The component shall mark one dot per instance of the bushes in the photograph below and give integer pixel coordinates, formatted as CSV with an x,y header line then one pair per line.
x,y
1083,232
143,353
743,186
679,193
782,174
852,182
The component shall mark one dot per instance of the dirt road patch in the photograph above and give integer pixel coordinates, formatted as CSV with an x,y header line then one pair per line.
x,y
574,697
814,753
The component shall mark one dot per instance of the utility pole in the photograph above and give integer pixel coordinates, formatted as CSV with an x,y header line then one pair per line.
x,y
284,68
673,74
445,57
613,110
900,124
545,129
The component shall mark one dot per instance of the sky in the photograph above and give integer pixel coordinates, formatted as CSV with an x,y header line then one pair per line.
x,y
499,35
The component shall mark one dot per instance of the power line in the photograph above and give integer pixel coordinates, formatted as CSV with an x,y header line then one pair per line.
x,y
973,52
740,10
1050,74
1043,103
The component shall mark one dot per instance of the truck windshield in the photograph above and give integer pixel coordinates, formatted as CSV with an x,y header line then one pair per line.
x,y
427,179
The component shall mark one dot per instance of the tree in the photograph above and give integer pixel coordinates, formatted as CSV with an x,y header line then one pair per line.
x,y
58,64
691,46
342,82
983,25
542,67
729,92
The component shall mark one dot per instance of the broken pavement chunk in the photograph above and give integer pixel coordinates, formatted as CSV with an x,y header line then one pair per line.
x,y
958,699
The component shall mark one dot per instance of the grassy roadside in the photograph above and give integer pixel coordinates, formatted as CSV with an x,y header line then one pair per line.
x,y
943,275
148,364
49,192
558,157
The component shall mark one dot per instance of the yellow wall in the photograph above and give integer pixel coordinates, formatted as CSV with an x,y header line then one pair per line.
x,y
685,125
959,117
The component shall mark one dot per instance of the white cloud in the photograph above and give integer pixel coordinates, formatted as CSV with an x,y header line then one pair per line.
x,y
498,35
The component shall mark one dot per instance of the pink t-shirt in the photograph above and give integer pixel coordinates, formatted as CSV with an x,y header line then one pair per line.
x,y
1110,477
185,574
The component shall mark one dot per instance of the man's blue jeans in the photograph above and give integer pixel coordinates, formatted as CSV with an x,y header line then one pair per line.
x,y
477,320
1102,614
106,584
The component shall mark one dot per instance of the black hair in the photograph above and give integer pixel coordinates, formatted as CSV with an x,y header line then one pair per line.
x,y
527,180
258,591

####################

- Problem to work on:
Rewrite every line of the data above, swapping each occurrence of "component" for "module" and leaving all other text unchanged.

- Task result:
The module shall mark one dot per instance of the bushes in the photograph below and give integer pixel coordinates, formatted as CSV with an x,y header line then one pair per line.
x,y
1083,232
143,353
743,186
679,193
782,174
852,182
The module shall mark one dot per instance of the dirt road patch in the photograph above and give integer pixel coordinates, formatted as CSV with an x,y header line then one pair per line.
x,y
574,697
814,753
The module shall mark one dot per instance of the utility pole in the photograph above and give integer pixel coordinates, formatted as CSV with an x,y header line then one pair per line.
x,y
284,68
673,74
445,57
613,110
900,124
545,129
The module shall mark one dot per instance of the sky in the photograph above and give integer pixel coordinates, formatted as CSV with an x,y header line then one pair per line.
x,y
499,35
The module shall mark one dot per instance of the power line in the photograph above and give integer pixel coordinates, formatted as CSV with an x,y header line then one pair per line.
x,y
973,52
740,10
1050,74
1043,103
The module shall mark one dot per instance of the truck windshield in the photograph above and give integer pixel coordinates, formatted as CSV with an x,y header line then one pair per line.
x,y
427,179
The module shall mark one dot per instance of the tree in the photograph above and give integer pixel coordinates, formatted as CSV with an x,y header line then one pair per line.
x,y
58,64
691,46
342,82
983,25
542,67
729,92
The module shall mark one dot per instance of the broken pavement chunk in the photograph above and give integer pixel coordinates, formatted as CSV with an x,y header line then one pair per line.
x,y
958,699
The module shall mark one dot per instance of the grassy roadside in the photograph above and give integer pixel coordinates, formatted as CSV with an x,y header line then one pair per line.
x,y
943,275
148,364
49,192
558,157
The module shall mark one dot per instance of the yellow wall in the photograph above and give integer pixel coordinates, formatted as CSV with an x,y header line then one pair per line.
x,y
685,125
959,117
The module shall mark one dot per instance of the white cloud in the photograph above and give integer pixel coordinates, formatted as CSV with an x,y header line then one pair per line.
x,y
498,35
The module shall mark one dot per instance of the pink t-shirt in the photograph above and give integer pixel coordinates, formatted as CSV with an x,y header line then one pair per line.
x,y
1110,477
185,574
The module shall mark one dot per instance of the man's blue jeans in the photograph above and give integer pixel coordinates, formatted as CSV with an x,y header line then one pair per line.
x,y
477,320
1102,614
106,584
The module shall mark one dot per instance of the black hair in the photograph above and give integer pixel coordinates, formatted as CSV with an x,y header line then one pair per line.
x,y
527,180
258,591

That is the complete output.